Exercise details:
Copy out each of the entries below, substituting "Search term" for every "Query" and keeping all other text the same.

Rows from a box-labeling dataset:

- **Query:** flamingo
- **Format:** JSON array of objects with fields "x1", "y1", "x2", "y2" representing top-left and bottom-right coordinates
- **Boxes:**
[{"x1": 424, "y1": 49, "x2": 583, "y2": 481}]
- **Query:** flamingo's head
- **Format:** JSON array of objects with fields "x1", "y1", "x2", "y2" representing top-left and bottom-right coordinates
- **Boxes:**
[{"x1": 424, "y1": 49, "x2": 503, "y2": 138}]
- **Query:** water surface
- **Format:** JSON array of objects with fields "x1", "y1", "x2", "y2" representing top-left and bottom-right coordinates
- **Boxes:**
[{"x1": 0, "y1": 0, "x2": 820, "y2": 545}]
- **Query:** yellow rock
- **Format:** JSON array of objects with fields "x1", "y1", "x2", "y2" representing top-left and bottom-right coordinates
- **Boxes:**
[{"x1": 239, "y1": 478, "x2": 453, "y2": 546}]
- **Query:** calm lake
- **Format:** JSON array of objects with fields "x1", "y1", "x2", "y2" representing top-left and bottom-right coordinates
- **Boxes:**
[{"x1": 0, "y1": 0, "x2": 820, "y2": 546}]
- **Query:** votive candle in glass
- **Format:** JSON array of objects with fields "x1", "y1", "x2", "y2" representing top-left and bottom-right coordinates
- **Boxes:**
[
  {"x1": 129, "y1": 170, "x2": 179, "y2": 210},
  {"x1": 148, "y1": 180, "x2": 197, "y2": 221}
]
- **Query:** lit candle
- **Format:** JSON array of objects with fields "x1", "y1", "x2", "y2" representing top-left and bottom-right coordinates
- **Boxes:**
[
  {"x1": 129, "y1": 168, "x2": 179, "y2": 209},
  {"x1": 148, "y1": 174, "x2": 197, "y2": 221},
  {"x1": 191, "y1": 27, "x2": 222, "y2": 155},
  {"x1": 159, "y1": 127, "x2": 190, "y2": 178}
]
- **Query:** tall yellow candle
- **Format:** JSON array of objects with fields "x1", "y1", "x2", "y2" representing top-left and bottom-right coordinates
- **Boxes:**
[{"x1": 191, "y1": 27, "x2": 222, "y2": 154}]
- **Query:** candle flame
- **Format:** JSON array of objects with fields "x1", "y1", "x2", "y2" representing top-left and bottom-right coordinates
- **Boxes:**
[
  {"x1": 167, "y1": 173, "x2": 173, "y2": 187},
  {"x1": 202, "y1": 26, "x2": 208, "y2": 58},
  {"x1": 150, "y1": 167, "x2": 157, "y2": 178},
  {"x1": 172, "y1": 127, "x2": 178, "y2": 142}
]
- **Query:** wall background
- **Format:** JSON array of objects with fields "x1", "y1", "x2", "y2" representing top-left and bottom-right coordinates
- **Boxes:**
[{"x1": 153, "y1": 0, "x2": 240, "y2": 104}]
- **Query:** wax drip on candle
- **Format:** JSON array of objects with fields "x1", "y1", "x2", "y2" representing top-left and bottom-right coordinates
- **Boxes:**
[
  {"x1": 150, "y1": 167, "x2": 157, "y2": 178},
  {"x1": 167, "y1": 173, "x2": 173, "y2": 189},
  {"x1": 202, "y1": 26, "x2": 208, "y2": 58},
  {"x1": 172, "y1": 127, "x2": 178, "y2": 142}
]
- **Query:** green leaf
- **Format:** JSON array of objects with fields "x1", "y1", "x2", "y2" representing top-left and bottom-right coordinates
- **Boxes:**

Exercise response:
- **Search term:** flamingo
- **Format:** JSON array of objects with fields "x1", "y1", "x2", "y2" representing top-left and bottom-right coordinates
- **Boxes:**
[{"x1": 424, "y1": 49, "x2": 583, "y2": 481}]
- **Search term:** flamingo's head
- **Format:** JSON array of objects with fields "x1", "y1", "x2", "y2" representing top-left and bottom-right coordinates
- **Boxes:**
[{"x1": 424, "y1": 49, "x2": 503, "y2": 138}]
- **Search term:** water surface
- **Format:** JSON array of objects with fields "x1", "y1", "x2", "y2" representing top-left and bottom-right coordinates
- **Boxes:**
[{"x1": 0, "y1": 0, "x2": 820, "y2": 545}]
- **Search term:** yellow rock
- **Format:** JSON array of objects with fields "x1", "y1", "x2", "y2" representing top-left and bottom-right coordinates
- **Boxes:**
[{"x1": 239, "y1": 478, "x2": 453, "y2": 546}]
- **Search term:** calm lake
- **Format:** JSON array of objects with fields "x1", "y1", "x2", "y2" representing top-left and bottom-right coordinates
- **Boxes:**
[{"x1": 0, "y1": 0, "x2": 820, "y2": 546}]
- **Search term:** votive candle in glass
- **Format:** JSON array of objects with fields "x1", "y1", "x2", "y2" representing top-left and bottom-right coordinates
- **Boxes:**
[
  {"x1": 129, "y1": 170, "x2": 179, "y2": 210},
  {"x1": 148, "y1": 180, "x2": 197, "y2": 221}
]
- **Search term:** lit candle
- **Format:** JSON array of objects with fields "x1", "y1", "x2", "y2" representing top-left and bottom-right coordinates
- **Boxes:**
[
  {"x1": 129, "y1": 168, "x2": 179, "y2": 209},
  {"x1": 148, "y1": 174, "x2": 197, "y2": 221},
  {"x1": 191, "y1": 27, "x2": 222, "y2": 155},
  {"x1": 159, "y1": 127, "x2": 190, "y2": 178}
]
- **Search term:** tall yellow candle
- **Format:** JSON array of objects with fields "x1", "y1", "x2", "y2" representing top-left and bottom-right coordinates
- **Boxes:**
[{"x1": 191, "y1": 27, "x2": 222, "y2": 154}]
- **Search term:** candle flame
- **Format:** JSON array of objects with fields "x1", "y1", "x2", "y2" representing top-left and bottom-right coordinates
- **Boxes:**
[
  {"x1": 167, "y1": 173, "x2": 173, "y2": 187},
  {"x1": 202, "y1": 26, "x2": 208, "y2": 58},
  {"x1": 150, "y1": 167, "x2": 157, "y2": 178},
  {"x1": 172, "y1": 127, "x2": 178, "y2": 142}
]
- **Search term:** wall background
- **Format:** JSON array of objects with fields "x1", "y1", "x2", "y2" representing top-left and bottom-right coordinates
- **Boxes:**
[{"x1": 153, "y1": 0, "x2": 240, "y2": 104}]
- **Search term:** wax drip on candle
- **Format:** JSON array of objects with fields "x1", "y1", "x2", "y2" representing top-left and bottom-right coordinates
- **Boxes:**
[
  {"x1": 150, "y1": 167, "x2": 157, "y2": 178},
  {"x1": 167, "y1": 173, "x2": 173, "y2": 189},
  {"x1": 202, "y1": 26, "x2": 208, "y2": 58},
  {"x1": 172, "y1": 127, "x2": 178, "y2": 142}
]
- **Search term:** green leaf
- **Format:** JSON array of objects with fields "x1", "y1", "x2", "y2" representing top-left and bottom-right coordinates
- **Boxes:**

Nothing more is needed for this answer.